**Written exercise:**
Transcribe the records exactly. Pictures do not belong in the transcription.

**Supplied information:**
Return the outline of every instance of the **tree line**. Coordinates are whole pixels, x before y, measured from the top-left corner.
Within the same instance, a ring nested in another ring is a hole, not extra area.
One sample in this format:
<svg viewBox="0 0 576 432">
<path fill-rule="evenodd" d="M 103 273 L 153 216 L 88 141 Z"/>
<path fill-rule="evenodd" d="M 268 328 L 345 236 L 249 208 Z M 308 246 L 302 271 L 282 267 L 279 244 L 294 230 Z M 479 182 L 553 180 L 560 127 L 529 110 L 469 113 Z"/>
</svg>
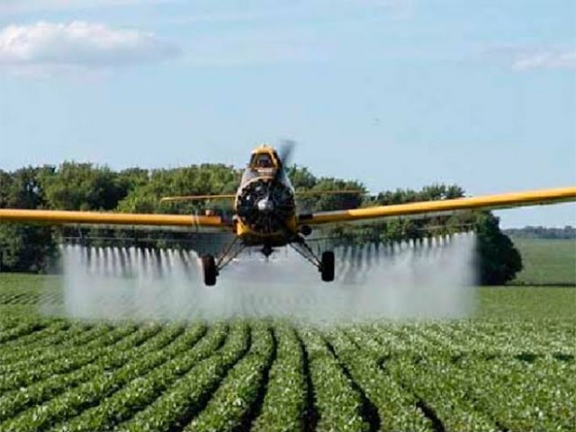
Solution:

**Solution to the problem:**
Return the outline of every instance of the **tree line**. Coordinates are whole pixels, x before y, measured from the top-left corner.
Within the same instance, a ring nested in another ring is a hole, not extra area.
One sample in this format:
<svg viewBox="0 0 576 432">
<path fill-rule="evenodd" d="M 103 273 L 153 216 L 88 141 Z"/>
<path fill-rule="evenodd" d="M 268 328 L 345 236 L 249 208 Z M 308 246 L 302 271 L 282 267 L 279 244 L 294 230 Z M 479 182 L 553 180 L 560 127 L 529 110 L 469 113 Z"/>
</svg>
Solution:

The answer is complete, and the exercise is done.